-- Instructions to follow --
From the data below, return the exact lines starting at the line containing "Target: player's knee" and ending at the line containing "Target: blue stadium seat", both included, and nothing else.

-- Point-per-instance localization data --
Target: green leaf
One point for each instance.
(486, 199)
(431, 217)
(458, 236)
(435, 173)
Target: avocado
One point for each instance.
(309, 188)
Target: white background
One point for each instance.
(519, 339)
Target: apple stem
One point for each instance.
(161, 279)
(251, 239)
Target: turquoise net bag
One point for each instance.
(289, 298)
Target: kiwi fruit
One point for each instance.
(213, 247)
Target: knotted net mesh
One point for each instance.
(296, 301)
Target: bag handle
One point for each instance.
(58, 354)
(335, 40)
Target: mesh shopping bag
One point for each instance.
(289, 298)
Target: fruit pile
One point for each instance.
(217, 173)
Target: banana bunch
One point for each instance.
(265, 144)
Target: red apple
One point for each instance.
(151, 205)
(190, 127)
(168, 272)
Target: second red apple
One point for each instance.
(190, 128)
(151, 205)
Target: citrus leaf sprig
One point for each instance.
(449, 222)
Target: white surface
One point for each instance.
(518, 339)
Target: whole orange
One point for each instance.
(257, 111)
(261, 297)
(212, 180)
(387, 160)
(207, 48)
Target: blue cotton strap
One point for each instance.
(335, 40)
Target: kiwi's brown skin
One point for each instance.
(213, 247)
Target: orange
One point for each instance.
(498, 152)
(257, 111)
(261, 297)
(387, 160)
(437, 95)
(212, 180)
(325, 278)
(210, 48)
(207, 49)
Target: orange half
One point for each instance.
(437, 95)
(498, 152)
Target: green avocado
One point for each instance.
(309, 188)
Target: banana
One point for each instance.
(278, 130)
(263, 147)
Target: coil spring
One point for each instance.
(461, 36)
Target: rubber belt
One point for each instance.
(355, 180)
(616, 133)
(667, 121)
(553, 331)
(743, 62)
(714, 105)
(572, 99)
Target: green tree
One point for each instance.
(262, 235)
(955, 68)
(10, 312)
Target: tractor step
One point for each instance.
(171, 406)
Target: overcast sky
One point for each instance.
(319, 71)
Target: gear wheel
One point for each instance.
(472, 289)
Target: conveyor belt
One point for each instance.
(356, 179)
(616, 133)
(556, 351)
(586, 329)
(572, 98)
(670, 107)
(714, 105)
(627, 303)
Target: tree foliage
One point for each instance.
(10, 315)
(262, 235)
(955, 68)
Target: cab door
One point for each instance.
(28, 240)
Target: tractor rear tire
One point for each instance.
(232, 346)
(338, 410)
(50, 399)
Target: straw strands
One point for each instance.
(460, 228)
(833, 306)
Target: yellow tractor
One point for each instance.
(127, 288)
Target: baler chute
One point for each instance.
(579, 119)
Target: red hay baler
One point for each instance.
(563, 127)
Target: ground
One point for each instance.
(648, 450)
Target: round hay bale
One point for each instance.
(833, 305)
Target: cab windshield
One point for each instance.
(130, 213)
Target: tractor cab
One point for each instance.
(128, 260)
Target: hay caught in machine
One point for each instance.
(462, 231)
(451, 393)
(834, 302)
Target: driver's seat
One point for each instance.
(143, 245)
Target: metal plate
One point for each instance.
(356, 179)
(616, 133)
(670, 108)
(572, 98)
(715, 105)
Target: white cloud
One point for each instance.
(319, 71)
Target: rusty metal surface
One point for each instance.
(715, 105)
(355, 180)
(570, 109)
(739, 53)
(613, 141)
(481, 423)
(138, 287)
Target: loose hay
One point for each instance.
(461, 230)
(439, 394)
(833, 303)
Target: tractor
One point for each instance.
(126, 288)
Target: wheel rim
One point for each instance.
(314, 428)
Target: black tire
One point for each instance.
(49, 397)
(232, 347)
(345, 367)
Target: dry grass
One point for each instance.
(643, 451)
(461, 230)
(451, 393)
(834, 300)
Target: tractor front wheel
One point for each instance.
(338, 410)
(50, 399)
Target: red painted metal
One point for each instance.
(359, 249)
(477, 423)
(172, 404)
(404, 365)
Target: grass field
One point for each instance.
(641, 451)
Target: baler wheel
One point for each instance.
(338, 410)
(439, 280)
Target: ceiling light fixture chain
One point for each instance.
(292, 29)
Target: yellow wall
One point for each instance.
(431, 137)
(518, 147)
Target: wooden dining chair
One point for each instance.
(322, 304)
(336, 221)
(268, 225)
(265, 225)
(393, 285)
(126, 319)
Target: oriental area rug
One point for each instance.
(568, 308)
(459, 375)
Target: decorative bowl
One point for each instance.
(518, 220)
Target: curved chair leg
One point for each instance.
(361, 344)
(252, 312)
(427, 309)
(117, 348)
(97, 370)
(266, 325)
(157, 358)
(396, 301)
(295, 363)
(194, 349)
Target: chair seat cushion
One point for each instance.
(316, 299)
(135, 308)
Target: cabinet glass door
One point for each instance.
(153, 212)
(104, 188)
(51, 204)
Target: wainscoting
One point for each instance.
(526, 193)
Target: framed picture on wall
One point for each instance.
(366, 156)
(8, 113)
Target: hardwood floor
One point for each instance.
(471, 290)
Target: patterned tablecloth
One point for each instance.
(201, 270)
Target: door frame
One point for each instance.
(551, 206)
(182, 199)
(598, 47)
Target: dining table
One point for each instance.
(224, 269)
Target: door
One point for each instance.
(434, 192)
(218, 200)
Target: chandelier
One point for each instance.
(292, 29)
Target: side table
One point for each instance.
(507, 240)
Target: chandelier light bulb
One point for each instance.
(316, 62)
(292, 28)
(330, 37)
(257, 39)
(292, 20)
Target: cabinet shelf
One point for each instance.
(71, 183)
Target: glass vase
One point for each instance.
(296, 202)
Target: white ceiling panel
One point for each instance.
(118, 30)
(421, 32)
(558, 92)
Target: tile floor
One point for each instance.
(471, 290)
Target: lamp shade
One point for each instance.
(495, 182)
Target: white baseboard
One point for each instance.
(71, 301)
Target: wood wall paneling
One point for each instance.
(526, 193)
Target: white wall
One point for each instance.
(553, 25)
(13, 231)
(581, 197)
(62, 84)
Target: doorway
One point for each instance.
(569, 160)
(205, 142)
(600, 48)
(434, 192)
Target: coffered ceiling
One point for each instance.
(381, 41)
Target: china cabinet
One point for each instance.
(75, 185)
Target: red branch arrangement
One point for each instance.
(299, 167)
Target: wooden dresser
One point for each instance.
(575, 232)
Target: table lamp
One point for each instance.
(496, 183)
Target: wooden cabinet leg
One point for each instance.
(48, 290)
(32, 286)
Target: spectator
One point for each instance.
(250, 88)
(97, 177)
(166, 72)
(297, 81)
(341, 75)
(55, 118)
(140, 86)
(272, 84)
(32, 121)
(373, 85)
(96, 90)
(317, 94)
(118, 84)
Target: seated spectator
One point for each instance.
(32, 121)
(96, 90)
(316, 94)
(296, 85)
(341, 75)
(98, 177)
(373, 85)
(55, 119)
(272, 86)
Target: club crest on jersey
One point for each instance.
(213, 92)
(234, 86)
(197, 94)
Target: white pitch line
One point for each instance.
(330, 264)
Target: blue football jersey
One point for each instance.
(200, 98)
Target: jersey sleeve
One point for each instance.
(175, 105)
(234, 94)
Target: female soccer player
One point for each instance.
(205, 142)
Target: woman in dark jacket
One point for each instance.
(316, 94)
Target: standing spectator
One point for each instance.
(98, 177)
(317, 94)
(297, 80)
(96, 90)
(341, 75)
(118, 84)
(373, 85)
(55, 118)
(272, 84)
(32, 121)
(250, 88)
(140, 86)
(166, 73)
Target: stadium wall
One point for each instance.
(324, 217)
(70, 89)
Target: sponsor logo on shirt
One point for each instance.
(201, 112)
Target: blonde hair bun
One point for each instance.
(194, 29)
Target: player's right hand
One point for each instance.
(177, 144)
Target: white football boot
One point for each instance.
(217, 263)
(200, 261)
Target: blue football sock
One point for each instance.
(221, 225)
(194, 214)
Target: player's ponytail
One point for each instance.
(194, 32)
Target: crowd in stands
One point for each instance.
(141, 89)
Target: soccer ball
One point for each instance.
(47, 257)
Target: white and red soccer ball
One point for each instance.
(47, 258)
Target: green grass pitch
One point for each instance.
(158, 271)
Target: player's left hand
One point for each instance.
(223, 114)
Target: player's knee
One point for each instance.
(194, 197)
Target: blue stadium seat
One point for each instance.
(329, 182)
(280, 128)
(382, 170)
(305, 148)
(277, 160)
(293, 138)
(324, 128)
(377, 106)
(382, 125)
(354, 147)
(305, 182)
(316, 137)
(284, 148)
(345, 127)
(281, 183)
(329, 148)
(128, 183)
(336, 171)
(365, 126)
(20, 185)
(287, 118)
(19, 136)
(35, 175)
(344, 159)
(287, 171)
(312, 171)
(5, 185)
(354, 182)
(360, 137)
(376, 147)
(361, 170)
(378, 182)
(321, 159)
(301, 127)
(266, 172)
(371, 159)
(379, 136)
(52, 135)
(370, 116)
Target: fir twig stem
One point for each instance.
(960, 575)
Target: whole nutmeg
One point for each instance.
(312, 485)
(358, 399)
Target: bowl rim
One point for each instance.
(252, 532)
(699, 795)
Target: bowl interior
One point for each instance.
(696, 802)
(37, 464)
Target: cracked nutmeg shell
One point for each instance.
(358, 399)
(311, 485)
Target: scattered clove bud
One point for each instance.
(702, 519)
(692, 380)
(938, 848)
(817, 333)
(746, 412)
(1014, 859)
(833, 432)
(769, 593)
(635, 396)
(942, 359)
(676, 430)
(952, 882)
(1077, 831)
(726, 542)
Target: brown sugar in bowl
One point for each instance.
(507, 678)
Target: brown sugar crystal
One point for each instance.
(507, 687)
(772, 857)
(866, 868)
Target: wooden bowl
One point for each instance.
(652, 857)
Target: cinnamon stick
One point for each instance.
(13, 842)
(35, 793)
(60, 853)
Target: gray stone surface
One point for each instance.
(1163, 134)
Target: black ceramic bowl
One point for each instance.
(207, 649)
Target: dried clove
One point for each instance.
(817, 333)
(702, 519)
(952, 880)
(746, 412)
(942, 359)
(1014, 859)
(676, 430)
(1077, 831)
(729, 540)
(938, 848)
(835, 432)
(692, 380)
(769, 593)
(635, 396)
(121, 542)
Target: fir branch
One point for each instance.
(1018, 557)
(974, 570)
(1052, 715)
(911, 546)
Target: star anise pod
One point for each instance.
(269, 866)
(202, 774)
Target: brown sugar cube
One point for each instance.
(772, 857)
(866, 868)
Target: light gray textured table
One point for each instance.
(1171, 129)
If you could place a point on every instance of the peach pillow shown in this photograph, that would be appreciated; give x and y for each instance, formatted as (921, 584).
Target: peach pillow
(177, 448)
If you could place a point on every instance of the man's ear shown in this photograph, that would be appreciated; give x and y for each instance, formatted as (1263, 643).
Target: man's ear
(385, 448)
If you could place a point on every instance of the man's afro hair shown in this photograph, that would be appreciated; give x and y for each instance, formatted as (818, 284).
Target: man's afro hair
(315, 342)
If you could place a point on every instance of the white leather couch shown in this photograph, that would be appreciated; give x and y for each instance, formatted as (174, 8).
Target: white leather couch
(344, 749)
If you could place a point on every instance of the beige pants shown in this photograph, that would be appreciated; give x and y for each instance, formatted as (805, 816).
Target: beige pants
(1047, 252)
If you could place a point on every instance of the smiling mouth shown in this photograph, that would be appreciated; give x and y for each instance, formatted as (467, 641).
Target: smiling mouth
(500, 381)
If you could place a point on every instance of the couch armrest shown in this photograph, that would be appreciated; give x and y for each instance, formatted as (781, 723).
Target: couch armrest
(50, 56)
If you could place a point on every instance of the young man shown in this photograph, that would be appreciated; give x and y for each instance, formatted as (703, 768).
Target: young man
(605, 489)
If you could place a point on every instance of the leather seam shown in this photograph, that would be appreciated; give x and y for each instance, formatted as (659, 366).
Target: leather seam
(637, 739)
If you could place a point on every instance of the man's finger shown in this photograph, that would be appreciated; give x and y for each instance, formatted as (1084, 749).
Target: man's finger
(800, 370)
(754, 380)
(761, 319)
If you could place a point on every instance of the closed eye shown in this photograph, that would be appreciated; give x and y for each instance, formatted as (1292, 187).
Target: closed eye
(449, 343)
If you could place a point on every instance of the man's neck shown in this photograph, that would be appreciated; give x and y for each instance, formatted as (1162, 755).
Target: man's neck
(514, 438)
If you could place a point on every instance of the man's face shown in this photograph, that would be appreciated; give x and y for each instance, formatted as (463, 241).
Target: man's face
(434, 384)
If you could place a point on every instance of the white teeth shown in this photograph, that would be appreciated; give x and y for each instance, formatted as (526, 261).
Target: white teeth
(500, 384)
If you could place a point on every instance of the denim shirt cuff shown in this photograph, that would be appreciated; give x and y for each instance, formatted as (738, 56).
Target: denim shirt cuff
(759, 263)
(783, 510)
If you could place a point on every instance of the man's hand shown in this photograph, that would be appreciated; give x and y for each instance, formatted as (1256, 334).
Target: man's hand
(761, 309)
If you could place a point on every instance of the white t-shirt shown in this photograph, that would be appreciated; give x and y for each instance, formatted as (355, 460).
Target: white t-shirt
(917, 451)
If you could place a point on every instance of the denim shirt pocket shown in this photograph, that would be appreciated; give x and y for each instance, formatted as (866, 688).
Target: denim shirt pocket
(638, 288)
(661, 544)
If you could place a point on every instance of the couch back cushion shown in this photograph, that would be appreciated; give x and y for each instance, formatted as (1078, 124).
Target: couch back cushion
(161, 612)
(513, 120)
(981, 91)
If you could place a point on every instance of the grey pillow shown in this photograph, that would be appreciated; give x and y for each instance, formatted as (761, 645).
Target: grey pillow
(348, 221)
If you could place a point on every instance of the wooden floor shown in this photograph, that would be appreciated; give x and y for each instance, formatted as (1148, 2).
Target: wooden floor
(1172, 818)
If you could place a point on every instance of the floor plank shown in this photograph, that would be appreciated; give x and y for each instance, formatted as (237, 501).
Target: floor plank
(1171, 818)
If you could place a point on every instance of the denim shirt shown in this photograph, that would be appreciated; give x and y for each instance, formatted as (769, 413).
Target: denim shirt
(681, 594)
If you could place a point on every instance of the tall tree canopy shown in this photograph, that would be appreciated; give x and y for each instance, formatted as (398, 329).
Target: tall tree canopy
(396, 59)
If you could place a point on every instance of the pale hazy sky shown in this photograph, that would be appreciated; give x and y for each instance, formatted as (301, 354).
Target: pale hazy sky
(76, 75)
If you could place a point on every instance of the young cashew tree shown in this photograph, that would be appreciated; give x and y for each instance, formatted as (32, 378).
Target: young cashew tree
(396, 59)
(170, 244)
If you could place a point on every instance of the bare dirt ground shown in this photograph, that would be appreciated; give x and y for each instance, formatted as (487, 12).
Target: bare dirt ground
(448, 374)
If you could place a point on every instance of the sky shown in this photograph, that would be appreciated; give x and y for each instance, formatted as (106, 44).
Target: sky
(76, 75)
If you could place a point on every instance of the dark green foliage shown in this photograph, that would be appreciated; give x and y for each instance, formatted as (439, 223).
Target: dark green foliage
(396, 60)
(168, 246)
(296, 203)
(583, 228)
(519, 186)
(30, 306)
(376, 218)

-- Result for this task --
Target: player's knee
One point for each instance.
(194, 197)
Target: blue stadium seat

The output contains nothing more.